* BEGIN *

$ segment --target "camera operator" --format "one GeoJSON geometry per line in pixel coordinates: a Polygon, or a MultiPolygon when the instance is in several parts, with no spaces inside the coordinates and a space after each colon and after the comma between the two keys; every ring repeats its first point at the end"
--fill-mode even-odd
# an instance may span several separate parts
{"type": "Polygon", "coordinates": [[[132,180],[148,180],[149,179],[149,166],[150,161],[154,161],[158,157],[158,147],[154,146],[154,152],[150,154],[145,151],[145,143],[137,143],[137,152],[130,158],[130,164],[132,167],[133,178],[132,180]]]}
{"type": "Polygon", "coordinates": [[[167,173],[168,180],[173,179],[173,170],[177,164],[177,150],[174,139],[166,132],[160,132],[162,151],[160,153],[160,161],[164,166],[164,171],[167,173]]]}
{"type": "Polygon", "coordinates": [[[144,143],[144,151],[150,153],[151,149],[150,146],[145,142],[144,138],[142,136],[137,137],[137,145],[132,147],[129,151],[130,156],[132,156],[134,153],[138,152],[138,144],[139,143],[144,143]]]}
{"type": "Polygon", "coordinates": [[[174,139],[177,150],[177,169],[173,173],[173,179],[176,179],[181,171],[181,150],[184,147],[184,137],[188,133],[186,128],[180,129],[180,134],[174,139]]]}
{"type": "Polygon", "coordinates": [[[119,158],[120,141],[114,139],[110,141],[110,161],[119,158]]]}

* END *

WHAT TO DO => Reproduce every item above verbatim, keeping each line intact and in its original order.

THE OUTPUT =>
$ segment --target "camera operator" --format "one GeoJSON geometry per line in pixel coordinates: a Polygon, or a MultiPolygon when the instance is in several parts, with no spaces inside the coordinates and a space after each colon and after the comma between the two keys; every ring repeats its first point at the end"
--fill-mode even-odd
# an instance may span several separate parts
{"type": "Polygon", "coordinates": [[[132,180],[148,180],[149,179],[149,166],[150,161],[154,161],[158,157],[158,147],[154,146],[154,152],[150,154],[145,151],[145,143],[137,143],[137,152],[130,158],[130,164],[132,167],[133,178],[132,180]]]}
{"type": "Polygon", "coordinates": [[[167,173],[168,180],[173,179],[173,170],[177,164],[177,150],[174,139],[166,132],[160,132],[162,151],[160,153],[160,161],[164,166],[164,171],[167,173]]]}
{"type": "Polygon", "coordinates": [[[144,143],[144,151],[150,153],[151,149],[150,146],[145,142],[144,138],[142,136],[137,137],[137,145],[132,147],[129,151],[130,156],[132,156],[134,153],[138,152],[138,144],[139,143],[144,143]]]}
{"type": "Polygon", "coordinates": [[[174,139],[177,150],[177,169],[173,173],[173,179],[176,179],[181,171],[181,150],[184,147],[184,137],[188,133],[186,128],[180,129],[180,134],[174,139]]]}
{"type": "Polygon", "coordinates": [[[119,158],[120,141],[114,139],[110,141],[110,161],[119,158]]]}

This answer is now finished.